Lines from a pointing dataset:
|---|

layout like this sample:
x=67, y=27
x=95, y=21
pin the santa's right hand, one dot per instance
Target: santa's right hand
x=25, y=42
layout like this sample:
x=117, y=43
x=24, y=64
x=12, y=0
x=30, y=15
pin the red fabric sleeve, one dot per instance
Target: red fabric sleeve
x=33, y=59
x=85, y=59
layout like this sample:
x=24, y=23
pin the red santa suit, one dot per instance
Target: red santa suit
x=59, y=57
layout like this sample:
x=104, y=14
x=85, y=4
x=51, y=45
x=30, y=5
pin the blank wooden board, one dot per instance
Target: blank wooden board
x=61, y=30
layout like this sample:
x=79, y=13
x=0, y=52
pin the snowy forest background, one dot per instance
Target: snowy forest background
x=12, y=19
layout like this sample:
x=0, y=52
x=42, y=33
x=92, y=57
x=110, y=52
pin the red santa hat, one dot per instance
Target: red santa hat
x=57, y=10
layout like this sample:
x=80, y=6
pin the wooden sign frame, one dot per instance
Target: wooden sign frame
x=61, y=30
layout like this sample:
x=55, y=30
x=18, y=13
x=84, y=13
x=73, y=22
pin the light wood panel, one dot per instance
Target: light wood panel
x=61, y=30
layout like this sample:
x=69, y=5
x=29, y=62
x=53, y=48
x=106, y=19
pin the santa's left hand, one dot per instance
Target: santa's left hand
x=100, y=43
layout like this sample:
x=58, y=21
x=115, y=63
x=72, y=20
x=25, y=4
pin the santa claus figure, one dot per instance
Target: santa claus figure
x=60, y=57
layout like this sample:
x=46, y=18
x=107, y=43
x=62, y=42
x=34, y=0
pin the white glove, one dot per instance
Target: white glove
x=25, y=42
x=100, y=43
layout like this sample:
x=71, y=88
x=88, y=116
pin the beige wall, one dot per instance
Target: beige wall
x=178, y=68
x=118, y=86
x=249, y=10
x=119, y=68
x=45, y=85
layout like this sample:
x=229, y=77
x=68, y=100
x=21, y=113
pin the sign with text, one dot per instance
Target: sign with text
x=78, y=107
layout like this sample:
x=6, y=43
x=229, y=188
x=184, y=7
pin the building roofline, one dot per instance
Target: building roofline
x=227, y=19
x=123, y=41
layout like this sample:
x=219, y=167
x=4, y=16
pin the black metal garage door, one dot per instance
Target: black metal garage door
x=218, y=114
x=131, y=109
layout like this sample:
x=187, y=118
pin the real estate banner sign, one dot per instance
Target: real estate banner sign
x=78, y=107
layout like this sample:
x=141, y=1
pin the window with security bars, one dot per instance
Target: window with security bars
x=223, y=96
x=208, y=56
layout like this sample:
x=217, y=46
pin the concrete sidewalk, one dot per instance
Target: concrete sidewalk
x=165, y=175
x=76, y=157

|---|

*Directive:*
Pick out every line above that contains the word "metal" and copy each one in full.

*Correct answer:*
pin the black metal garage door, one dot per instance
Target: black metal garage door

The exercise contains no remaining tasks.